Tuesday, June 16, 2009

The Gentle Sandpiper

I've sent La Bonne et Belle Bianca Castafiore off on a sort of Snipe Hunt this morning, just to get her out from underfoot.

There really is such a thing as a snipe -- a "shorebird," Wikipedia tells me. Plovers, godwits, ruddy turnstones. I even ran across the creature named for the famed attributes of my blueblood birding family: the double-striped thick knee.

I am a sucker for a sandpiper. When I was in high school, my stepmother, a great gift-giver, got me a little sandpiper statuette -- ah, I just found it: the Gentle Sandpiper Sculpture from the Smithsonian Store. Why don't I still have it? Where and when did I choose to leave it, break it, whatever I did with it? Could it be that the bill broke off, that it would not accept my sad efforts at repair?

I am known for the destruction of my own property. Fits of pique, whatever. Photographs, term papers, dissertation chapters. My hair. Gifts from stalkers.

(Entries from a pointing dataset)

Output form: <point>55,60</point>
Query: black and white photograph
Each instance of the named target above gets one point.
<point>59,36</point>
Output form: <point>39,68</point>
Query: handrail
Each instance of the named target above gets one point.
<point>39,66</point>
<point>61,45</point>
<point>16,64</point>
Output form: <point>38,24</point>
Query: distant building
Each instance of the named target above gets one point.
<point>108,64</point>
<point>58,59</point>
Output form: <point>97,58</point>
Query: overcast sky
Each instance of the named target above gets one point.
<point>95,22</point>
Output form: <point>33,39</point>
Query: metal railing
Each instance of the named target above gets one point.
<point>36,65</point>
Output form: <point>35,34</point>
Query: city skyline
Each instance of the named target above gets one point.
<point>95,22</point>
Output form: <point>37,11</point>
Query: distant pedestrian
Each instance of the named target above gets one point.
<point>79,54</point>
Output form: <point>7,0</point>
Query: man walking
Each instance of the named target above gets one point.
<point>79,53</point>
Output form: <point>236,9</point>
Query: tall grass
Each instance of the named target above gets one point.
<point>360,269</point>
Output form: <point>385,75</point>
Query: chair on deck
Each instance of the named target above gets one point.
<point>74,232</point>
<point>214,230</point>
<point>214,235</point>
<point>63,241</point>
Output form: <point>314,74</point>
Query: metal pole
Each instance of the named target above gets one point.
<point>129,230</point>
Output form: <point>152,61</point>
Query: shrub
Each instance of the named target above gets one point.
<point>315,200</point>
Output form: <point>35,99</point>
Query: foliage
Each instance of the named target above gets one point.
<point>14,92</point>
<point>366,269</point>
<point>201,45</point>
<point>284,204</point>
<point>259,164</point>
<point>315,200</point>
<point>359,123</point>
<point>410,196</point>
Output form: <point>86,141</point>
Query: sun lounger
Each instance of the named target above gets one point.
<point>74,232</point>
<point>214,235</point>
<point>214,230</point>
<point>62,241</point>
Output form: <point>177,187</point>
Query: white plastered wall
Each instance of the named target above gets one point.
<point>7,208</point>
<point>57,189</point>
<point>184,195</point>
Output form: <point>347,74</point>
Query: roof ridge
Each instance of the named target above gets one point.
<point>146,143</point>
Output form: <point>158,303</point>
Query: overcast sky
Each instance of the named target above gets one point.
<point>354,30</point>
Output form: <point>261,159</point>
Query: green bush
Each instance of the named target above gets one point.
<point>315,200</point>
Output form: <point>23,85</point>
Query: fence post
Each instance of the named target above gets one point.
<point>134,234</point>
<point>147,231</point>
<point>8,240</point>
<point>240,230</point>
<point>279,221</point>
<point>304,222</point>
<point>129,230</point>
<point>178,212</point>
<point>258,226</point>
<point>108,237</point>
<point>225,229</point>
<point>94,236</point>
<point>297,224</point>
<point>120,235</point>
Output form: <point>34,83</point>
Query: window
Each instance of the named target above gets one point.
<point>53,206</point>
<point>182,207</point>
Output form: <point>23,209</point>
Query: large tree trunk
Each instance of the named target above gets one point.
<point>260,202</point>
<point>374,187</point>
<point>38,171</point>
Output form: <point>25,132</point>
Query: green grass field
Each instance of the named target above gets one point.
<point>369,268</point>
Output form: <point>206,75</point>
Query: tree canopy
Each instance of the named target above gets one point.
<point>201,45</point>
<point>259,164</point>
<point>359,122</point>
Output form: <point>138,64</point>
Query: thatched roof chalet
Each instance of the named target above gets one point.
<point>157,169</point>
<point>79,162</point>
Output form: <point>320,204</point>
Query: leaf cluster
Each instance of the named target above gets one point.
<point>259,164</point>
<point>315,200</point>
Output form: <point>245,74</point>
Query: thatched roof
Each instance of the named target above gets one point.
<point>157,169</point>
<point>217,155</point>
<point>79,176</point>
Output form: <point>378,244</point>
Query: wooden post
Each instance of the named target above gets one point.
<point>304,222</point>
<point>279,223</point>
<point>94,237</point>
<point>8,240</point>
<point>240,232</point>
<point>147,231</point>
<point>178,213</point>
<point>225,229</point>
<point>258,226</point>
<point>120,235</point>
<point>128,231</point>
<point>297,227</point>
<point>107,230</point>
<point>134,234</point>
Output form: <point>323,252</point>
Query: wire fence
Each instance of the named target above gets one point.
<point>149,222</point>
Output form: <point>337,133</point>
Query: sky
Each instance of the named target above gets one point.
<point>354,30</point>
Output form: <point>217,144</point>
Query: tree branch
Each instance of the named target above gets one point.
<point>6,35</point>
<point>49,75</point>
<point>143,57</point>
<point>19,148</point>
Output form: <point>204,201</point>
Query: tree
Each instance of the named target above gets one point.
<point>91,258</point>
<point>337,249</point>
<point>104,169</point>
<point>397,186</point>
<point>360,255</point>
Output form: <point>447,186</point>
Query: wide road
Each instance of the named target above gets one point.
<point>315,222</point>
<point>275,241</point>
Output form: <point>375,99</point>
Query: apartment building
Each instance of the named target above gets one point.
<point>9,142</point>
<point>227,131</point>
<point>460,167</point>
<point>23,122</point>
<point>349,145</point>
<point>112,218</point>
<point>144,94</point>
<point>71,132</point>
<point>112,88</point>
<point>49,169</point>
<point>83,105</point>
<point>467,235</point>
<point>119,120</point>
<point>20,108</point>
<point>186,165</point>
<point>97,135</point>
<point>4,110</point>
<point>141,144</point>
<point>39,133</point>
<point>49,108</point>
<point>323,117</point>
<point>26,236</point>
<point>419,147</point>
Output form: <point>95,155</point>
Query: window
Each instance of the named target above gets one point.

The exercise:
Decide whether each statement agrees with the sandpiper post. For each one, answer yes or no and quote the words from the post that settle it.
1. The writer sent Bianca Castafiore off on a snipe hunt in the evening.
2. The sandpiper statuette was a gift from the writer's stepmother.
3. The writer received the statuette while in college.
The listing has no connection to the sandpiper post.

Written solution:
1. No: "this morning"
2. Yes: "my stepmother, a great gift-giver, got me a little sandpiper statuette"
3. No: "When I was in high school"